*Task statement:* Pick out each row below that contains the word "dark" and copy it in full.

*Material provided:*
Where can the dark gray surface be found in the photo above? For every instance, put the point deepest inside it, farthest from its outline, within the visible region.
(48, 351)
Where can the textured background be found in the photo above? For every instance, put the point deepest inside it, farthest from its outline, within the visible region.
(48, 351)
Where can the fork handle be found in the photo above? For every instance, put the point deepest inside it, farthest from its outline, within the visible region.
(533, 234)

---

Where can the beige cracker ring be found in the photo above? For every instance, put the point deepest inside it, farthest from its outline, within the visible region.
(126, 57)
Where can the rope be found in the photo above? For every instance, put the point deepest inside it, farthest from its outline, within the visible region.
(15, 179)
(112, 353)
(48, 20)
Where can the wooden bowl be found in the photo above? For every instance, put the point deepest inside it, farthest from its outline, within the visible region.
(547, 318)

*Answer:*
Where can the dark gray surface be found in the photo above? For every instance, put the point deepest inside it, farthest from its outline, within the visible region.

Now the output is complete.